• _EXERCISE GOAL_
Reproduce the stretch of data from the line that contains "Tag every instance of the mist" through the end of the data, shifting every coordinate by 126 and keeping all other wording unchanged. Leave the pictures out.

• _INPUT RECORDS_
====

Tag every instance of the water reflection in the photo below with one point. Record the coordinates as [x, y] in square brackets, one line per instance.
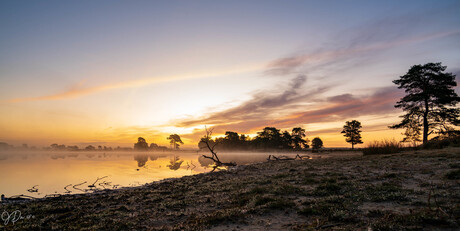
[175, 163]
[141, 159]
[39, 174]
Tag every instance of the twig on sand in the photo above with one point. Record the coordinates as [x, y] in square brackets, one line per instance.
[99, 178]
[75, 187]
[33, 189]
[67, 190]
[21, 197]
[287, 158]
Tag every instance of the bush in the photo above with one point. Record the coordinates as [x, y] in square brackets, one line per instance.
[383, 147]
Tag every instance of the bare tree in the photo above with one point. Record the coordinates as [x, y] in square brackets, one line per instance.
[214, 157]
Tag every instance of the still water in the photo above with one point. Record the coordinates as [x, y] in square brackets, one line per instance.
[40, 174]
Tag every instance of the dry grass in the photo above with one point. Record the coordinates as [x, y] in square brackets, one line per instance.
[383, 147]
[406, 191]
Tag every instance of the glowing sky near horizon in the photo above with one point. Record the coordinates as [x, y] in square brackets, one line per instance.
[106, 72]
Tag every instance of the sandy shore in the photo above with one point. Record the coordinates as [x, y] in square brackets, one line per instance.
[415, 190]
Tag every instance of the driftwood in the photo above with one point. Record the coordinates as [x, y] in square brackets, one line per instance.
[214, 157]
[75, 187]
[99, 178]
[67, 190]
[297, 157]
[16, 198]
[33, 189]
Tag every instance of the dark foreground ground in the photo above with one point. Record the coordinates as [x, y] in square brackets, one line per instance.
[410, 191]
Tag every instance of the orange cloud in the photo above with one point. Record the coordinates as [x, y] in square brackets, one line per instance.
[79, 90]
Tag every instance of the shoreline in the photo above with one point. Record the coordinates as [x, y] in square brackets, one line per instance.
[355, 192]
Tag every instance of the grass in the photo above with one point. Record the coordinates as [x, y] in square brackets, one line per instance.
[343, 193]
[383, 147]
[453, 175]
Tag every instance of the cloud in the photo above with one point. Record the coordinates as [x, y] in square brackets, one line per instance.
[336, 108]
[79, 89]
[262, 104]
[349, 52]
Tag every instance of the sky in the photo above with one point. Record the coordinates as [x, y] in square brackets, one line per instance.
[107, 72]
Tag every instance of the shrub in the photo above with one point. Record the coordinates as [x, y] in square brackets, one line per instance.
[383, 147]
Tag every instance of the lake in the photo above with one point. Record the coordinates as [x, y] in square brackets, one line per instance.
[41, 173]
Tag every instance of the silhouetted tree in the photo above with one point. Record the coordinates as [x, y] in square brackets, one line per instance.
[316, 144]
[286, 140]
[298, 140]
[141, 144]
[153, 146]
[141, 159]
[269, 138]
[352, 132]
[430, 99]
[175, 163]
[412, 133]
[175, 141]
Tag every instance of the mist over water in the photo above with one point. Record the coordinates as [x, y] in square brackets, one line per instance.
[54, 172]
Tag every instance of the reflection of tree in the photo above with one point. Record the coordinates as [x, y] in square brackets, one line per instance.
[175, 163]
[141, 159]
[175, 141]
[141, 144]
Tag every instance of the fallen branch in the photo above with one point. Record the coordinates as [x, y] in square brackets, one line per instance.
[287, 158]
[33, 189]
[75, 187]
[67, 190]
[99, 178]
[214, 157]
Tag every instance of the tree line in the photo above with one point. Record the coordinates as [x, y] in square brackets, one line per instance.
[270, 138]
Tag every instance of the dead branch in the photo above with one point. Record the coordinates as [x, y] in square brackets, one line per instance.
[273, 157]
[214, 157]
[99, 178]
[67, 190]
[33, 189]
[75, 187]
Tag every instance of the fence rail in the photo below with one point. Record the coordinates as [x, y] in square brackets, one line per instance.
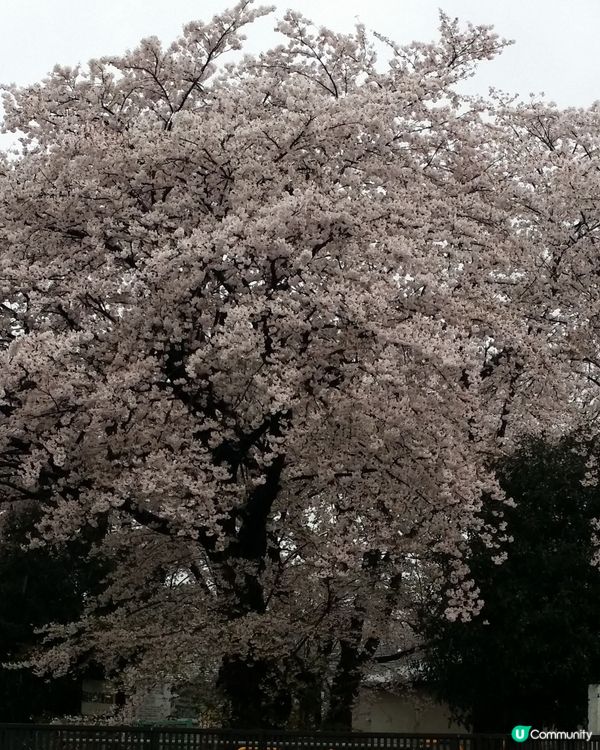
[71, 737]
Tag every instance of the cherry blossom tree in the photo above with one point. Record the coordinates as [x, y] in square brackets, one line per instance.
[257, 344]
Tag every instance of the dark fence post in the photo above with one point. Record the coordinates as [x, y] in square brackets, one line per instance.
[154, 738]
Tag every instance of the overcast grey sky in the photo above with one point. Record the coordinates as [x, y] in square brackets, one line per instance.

====

• _ANSWER FOR THIS EXERCISE_
Tag every instance of the mist over water in the photo above with one point. Record the coordinates as [x, y] in square brackets, one line per instance.
[180, 298]
Tag every instance of the reflection of tree in the photo above with one point. Record the coordinates as [x, y] in square brackets, one line per instance.
[301, 289]
[267, 285]
[301, 267]
[267, 270]
Tag every instance of the fallen branch in the photo above with one point. Record the coordinates as [x, y] in square brackets, one line per instance.
[413, 284]
[159, 315]
[201, 313]
[193, 316]
[225, 304]
[340, 283]
Tag every instance of the tree line in the photo above with one point. Record the coordinates as [x, y] in square brackets, one line per instance.
[396, 264]
Tag every instance of the dead branch in the photo above with one point. Record the coordinates as [x, y] in square brackets, one line per instance.
[399, 283]
[340, 283]
[225, 304]
[193, 316]
[159, 315]
[201, 313]
Tag every instance of the fence rail in the photo below with one point. Record the coordinates as [x, y] in square brackets, one line per instance.
[197, 863]
Tag every instance of the cherry blossom tree in the photo above with one point. Record the coordinates as [x, y] in square brackets, one line per instance.
[383, 470]
Tag every instance of the dark fence post in the photo above with one point. Record the coordinates as [x, y] in square brackets, one line per instance.
[280, 864]
Tag every instance of the overcast grey sky in the photo above with one point. Record the coordinates as [x, y] in square brackets, one line per instance.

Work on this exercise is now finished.